Excerpted passage
66-year-old fridge advertisement goes viral, amused netizens want one straightaway
The 66-year-old fridge advertisement has gone massively viral on social media and has made netizens reconsider their latest ones.
Technological advancements have undoubtedly made our lives easier, more comfortable and enjoyable. And the refrigerator is a good case in point. From instant ice makers to double doors, fridges have undergone many developments. However, a 66-year-old fridge advertisement has made netizens reconsider their latest ones and may have the same effect on you.
The video that has gone massively viral was posted by a Twitter account called Lost in history. The black-and-white advertisement accompanies a caption, "Why's this 66-year-old fridge better than the one I got now." The video features a fridge with several compartments for fresh and frozen, canned, bottled and wrapped, newly bought food and leftovers.
The woman in the advertisement opens the refrigerator to show the space for bottles, butter, cheese and scraps on the door, along with a vast detachable array to store fruit and vegetables. The woman further explains the different racks that can be rolled up to pick items without moving another. There is a separate space for frozen items, and it features an ice-cube ejector.
Watch the 66-year-old fridge advertisement below:
Since being shared a few days ago, the video has raked up over 11.2 million views. The clip has also accumulated more than 4.2 lakh likes. The post even received comments from netizens who were surprised to see an array of facilities in a 66-year-old fridge.
"This is mine, made by general motors. Still works," posted an individual with two images. "For those curious, this precise model is General Motors Frigidaire Imperial, Model CP-143-56-1956. It sold for about $200, which would be $1,950 adjusted to inflation," commented another. "I still have a fridge from the 1940. Still works," wrote a third. "GM Frigidare, has 24,500 days operating without interruptions. You can already see the passing of the years a little. That is why they were called durable goods," shared a fourth with three images of a refrigerator.

Exercise
Quote the article about the viral fridge advertisement in full, word for word.

(Excerpts from a dataset)
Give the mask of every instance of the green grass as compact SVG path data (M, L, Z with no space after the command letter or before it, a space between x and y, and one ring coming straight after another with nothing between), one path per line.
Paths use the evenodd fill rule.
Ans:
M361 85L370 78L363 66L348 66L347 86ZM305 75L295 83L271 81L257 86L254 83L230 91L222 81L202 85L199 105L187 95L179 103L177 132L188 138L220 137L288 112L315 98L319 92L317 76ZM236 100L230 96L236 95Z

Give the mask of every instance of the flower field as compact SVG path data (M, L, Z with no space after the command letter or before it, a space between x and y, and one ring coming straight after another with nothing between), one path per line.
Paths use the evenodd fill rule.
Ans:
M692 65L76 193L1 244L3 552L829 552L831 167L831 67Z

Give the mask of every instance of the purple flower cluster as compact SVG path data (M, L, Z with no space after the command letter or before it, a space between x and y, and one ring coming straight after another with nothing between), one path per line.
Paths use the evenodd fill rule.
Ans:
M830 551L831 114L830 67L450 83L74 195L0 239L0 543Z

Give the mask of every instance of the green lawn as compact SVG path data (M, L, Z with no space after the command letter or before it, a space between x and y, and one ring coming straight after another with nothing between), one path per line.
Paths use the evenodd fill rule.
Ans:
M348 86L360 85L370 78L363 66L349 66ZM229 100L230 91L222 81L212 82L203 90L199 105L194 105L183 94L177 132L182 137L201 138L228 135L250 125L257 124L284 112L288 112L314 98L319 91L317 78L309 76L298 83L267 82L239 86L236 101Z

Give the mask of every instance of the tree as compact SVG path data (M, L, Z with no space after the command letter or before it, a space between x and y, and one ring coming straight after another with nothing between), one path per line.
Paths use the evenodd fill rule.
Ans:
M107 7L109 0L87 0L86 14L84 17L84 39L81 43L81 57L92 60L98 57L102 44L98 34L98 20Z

Output for this task
66-year-old fridge advertisement goes viral, amused netizens want one straightaway
The 66-year-old fridge advertisement has gone massively viral on social media and has made netizens reconsider their latest ones.
Technological advancements have undoubtedly made our lives easier, more comfortable and enjoyable. And the refrigerator is a good case in point. From instant ice makers to double doors, fridges have undergone many developments. However, a 66-year-old fridge advertisement has made netizens reconsider their latest ones and may have the same effect on you.
The video that has gone massively viral was posted by a Twitter account called Lost in history. The black-and-white advertisement accompanies a caption, "Why's this 66-year-old fridge better than the one I got now." The video features a fridge with several compartments for fresh and frozen, canned, bottled and wrapped, newly bought food and leftovers.
The woman in the advertisement opens the refrigerator to show the space for bottles, butter, cheese and scraps on the door, along with a vast detachable array to store fruit and vegetables. The woman further explains the different racks that can be rolled up to pick items without moving another. There is a separate space for frozen items, and it features an ice-cube ejector.
Watch the 66-year-old fridge advertisement below:
Since being shared a few days ago, the video has raked up over 11.2 million views. The clip has also accumulated more than 4.2 lakh likes. The post even received comments from netizens who were surprised to see an array of facilities in a 66-year-old fridge.
"This is mine, made by general motors. Still works," posted an individual with two images. "For those curious, this precise model is General Motors Frigidaire Imperial, Model CP-143-56-1956. It sold for about $200, which would be $1,950 adjusted to inflation," commented another. "I still have a fridge from the 1940. Still works," wrote a third. "GM Frigidare, has 24,500 days operating without interruptions. You can already see the passing of the years a little. That is why they were called durable goods," shared a fourth with three images of a refrigerator.